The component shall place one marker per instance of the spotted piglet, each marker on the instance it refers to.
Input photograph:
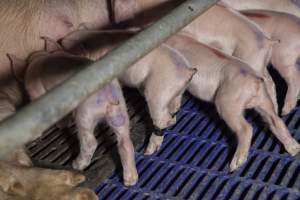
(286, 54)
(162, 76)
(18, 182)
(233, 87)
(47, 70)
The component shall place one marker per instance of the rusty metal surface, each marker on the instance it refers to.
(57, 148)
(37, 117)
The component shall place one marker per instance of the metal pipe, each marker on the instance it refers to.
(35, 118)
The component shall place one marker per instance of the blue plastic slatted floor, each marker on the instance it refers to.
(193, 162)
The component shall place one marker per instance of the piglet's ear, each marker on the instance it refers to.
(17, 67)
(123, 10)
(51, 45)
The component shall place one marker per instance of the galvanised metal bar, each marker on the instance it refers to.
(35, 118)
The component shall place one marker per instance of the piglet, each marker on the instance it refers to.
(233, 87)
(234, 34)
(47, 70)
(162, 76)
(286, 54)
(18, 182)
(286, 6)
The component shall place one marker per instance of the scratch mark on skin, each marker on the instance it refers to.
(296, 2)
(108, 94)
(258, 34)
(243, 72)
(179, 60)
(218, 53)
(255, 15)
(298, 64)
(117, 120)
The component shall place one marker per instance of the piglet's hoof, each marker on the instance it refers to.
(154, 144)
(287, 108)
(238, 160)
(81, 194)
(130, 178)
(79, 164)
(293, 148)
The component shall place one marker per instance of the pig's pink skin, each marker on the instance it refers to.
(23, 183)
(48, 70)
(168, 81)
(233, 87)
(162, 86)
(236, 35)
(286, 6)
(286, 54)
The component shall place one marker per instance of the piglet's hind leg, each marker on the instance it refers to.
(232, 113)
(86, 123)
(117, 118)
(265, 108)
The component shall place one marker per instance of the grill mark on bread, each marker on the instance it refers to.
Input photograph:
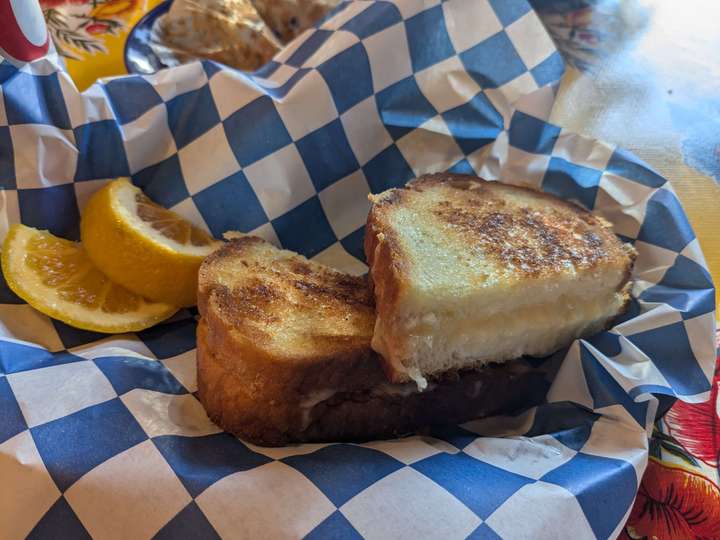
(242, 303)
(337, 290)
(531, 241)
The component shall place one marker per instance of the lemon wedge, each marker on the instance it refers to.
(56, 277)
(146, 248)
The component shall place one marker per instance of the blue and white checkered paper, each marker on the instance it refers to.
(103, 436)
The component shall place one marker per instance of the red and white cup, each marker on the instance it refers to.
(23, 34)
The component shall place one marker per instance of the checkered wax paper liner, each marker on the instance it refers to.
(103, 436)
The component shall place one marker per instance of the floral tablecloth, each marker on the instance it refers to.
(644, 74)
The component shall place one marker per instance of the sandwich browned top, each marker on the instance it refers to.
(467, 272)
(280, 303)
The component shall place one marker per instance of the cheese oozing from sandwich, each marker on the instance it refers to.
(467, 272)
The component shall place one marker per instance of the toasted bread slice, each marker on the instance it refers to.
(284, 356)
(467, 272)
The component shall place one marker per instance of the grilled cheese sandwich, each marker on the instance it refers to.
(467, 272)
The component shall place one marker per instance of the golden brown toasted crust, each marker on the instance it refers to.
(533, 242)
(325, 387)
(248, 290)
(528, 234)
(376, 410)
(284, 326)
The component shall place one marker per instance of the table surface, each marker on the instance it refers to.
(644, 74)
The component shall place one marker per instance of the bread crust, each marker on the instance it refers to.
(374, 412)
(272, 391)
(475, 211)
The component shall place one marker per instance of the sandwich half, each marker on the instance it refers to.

...

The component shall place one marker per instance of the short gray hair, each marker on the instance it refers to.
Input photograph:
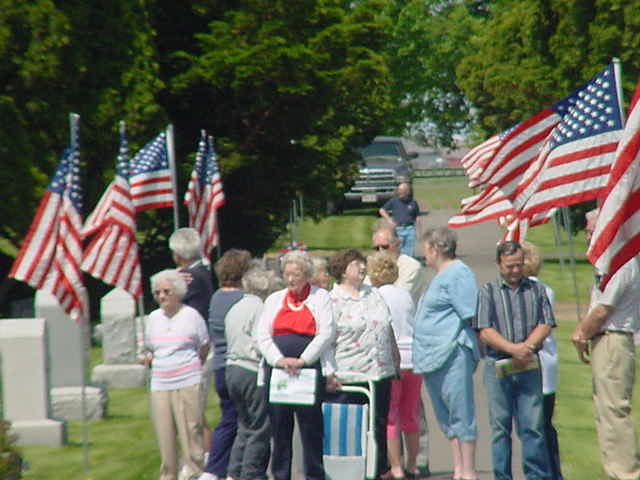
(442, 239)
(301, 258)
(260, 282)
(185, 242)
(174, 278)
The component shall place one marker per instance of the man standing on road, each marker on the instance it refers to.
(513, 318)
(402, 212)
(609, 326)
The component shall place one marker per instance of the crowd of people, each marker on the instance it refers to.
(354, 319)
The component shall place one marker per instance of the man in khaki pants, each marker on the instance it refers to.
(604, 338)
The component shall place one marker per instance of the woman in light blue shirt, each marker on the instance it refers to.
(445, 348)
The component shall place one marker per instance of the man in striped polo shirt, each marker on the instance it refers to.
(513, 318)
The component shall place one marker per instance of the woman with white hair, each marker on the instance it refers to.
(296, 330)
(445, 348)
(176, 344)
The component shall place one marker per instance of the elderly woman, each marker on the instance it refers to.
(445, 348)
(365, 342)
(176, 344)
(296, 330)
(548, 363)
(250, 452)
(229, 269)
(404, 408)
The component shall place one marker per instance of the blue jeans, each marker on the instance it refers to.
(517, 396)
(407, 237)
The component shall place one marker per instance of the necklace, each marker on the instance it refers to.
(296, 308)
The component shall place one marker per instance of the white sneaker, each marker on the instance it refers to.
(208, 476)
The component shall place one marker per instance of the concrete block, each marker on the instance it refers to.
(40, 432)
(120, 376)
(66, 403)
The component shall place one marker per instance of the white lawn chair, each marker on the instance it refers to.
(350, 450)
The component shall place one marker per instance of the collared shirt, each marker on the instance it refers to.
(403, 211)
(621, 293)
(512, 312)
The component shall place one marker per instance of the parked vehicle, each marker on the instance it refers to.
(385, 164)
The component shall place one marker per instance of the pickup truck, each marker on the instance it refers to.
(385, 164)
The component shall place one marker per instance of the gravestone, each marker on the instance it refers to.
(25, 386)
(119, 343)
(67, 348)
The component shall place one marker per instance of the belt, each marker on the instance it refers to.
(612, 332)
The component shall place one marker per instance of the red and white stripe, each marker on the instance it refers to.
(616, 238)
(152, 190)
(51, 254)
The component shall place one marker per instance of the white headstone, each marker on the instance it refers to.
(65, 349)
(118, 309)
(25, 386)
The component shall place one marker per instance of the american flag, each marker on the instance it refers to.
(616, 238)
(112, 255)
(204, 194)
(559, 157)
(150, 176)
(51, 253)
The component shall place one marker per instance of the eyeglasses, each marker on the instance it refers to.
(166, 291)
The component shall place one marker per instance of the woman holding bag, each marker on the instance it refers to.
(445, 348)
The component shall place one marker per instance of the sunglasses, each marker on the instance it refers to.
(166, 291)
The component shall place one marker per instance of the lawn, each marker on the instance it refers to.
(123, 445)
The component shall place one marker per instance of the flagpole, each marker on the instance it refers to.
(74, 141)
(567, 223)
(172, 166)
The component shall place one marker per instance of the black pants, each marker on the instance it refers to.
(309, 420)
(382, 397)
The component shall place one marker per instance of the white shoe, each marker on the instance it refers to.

_What needs to be done_
The answer is the run of lines above from the line containing "The component shall place one marker per instance of the grilled" through the line containing "sandwich half, each", copied exactly and alone.

_Exercise result_
The component shall place one marker per instance of the grilled cheese sandwich, each marker on the instance it refers to.
(467, 272)
The component shall place one marker per instance of the golden brown toasted crust, each marker on the instance it refers to.
(533, 242)
(325, 387)
(248, 290)
(528, 234)
(376, 410)
(284, 326)
The component shall place one marker per instance of the table surface, each marker on the instance it refers to.
(644, 74)
The component shall place one marker per instance of the bread crust, each marker on the instance it refers to.
(374, 412)
(272, 391)
(475, 211)
The component shall place one marker per instance of the sandwich half, each marker on the instance it refers to.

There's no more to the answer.